(Point localization data)
━━━━
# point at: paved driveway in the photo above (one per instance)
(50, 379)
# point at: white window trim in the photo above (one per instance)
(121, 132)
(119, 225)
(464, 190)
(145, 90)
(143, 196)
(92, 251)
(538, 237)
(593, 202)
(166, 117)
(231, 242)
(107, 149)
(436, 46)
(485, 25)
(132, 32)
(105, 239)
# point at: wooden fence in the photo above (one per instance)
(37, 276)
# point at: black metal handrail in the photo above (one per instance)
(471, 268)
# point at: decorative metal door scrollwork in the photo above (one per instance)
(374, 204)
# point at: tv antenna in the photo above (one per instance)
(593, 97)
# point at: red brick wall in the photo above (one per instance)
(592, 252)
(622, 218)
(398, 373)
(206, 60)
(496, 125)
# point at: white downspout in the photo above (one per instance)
━━━━
=== PROBLEM ===
Without omitting anything, output the entries exactly.

=== WRITTEN REPLY ===
# point at: paved driveway in the photo above (one per instance)
(50, 379)
# point at: white window trim in the photo above (one per instance)
(121, 132)
(119, 225)
(464, 190)
(145, 90)
(143, 196)
(92, 251)
(538, 237)
(593, 202)
(166, 117)
(231, 242)
(107, 149)
(436, 46)
(485, 25)
(132, 32)
(105, 239)
# point at: wooden fence in the photo above (one per instance)
(37, 276)
# point at: black metal handrail in the photo above (one per instance)
(471, 268)
# point at: decorative metal door scrollwork in the photo above (one per instance)
(374, 204)
# point at: tv antenna in the photo above (one per instance)
(593, 97)
# point at: red brick wall in the photo above (one per instance)
(592, 252)
(622, 218)
(398, 373)
(206, 60)
(496, 125)
# point at: white downspout in the photo above (one per instance)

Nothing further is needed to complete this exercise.